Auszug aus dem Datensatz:
+++++
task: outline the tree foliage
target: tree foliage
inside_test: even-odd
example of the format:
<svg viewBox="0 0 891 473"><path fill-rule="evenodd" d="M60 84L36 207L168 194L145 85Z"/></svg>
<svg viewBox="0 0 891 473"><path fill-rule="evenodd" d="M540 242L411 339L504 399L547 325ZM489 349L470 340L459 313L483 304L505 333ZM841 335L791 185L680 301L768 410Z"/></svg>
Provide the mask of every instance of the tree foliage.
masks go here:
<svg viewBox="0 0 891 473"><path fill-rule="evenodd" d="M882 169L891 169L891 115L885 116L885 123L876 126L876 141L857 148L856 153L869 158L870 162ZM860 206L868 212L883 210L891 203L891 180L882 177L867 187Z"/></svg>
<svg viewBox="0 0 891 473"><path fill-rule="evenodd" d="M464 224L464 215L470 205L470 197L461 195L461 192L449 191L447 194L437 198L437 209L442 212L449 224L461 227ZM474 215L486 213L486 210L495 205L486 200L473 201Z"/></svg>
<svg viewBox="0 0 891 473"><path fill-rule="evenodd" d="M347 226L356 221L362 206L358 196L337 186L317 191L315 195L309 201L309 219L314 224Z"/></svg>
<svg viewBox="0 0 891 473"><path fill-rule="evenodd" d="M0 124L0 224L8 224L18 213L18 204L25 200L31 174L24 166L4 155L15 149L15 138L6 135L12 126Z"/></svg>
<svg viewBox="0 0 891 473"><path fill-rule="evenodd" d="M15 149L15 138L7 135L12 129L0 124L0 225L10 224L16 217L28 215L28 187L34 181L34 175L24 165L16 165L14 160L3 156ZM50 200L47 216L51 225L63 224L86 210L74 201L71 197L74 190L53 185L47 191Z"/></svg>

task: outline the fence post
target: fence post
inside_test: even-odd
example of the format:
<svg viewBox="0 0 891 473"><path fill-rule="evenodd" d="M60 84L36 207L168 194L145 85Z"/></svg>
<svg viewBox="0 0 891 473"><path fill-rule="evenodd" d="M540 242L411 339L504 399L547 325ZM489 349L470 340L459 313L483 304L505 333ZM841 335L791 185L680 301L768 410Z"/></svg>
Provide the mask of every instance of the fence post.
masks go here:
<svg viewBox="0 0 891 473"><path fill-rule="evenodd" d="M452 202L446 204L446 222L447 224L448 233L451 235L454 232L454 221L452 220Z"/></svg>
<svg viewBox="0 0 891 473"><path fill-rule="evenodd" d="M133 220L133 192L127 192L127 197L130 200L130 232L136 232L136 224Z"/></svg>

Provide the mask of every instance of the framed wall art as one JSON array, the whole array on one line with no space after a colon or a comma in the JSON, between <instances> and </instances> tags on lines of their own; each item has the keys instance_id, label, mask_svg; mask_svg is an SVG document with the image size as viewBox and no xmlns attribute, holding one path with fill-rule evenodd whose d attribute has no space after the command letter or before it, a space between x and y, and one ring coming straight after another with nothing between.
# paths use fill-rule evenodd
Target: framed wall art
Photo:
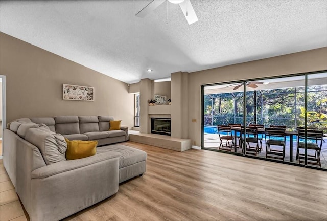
+++++
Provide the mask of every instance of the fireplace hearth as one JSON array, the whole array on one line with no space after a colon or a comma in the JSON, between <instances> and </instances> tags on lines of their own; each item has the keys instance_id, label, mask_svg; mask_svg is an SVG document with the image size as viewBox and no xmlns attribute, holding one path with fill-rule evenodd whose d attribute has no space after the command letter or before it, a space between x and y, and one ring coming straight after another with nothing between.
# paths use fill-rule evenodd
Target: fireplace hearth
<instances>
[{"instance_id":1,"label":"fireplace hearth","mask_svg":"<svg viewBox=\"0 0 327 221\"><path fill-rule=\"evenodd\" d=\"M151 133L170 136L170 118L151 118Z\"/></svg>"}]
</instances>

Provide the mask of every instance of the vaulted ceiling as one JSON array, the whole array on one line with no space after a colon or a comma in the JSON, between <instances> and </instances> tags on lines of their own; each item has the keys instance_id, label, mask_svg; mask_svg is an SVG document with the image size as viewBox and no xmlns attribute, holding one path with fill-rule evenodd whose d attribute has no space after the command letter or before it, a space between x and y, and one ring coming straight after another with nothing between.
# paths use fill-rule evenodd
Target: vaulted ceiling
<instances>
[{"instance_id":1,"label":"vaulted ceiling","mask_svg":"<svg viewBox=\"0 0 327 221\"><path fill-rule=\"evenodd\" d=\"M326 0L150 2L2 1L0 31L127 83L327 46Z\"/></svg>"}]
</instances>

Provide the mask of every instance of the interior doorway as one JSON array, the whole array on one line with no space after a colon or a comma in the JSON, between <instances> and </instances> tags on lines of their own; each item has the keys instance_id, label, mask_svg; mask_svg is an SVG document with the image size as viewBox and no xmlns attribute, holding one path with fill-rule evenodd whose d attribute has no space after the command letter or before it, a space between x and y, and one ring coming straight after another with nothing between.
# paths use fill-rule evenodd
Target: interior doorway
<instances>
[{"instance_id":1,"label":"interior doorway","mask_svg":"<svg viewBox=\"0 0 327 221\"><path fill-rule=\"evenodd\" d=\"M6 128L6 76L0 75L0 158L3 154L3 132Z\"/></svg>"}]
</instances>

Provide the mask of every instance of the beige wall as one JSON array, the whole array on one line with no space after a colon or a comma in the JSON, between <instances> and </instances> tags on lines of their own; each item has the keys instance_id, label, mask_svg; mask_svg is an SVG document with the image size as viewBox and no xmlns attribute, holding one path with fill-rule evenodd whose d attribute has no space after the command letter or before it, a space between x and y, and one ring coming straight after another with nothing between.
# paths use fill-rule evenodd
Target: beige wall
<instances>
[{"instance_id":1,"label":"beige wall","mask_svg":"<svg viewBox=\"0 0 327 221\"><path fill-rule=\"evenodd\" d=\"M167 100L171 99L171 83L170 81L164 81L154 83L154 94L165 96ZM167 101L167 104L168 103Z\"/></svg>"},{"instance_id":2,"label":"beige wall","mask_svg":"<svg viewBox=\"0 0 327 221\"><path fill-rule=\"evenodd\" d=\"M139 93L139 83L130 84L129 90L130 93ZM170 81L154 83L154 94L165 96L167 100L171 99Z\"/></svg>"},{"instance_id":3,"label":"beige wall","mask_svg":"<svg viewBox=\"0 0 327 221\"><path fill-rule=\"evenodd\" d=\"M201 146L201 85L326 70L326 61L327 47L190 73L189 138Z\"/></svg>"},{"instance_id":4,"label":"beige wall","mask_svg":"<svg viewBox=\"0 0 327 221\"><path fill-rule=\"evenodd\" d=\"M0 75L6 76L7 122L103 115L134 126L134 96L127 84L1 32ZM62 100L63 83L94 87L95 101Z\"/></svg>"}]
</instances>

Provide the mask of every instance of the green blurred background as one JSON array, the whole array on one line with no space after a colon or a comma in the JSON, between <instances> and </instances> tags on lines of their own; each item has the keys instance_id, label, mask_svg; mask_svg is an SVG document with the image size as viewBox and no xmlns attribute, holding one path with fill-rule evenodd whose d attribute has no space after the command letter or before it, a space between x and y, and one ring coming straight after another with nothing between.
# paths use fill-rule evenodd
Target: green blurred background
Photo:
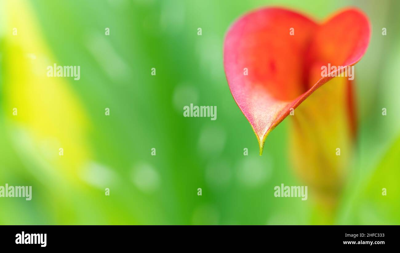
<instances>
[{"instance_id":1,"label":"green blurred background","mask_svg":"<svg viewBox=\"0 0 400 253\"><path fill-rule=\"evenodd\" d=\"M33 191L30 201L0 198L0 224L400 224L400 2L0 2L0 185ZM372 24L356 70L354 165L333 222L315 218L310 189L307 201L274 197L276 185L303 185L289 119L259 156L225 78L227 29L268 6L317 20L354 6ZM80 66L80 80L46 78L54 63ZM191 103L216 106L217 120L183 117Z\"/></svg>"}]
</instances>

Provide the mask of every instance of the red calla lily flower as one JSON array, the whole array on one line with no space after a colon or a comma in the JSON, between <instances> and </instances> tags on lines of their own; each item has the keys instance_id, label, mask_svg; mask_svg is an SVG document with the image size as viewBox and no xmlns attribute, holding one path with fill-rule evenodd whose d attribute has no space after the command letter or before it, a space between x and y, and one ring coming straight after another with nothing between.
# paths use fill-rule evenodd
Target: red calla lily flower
+++++
## Anforderungen
Ziehen Sie jede Zeile der Datensätze heraus, in der die Zeichenfolge „foliage“ vorkommt. Groß- und Kleinschreibung ist dabei zu beachten.

## Korrekte Ausgabe
task: outline the tree foliage
target: tree foliage
Provide the mask of every instance of the tree foliage.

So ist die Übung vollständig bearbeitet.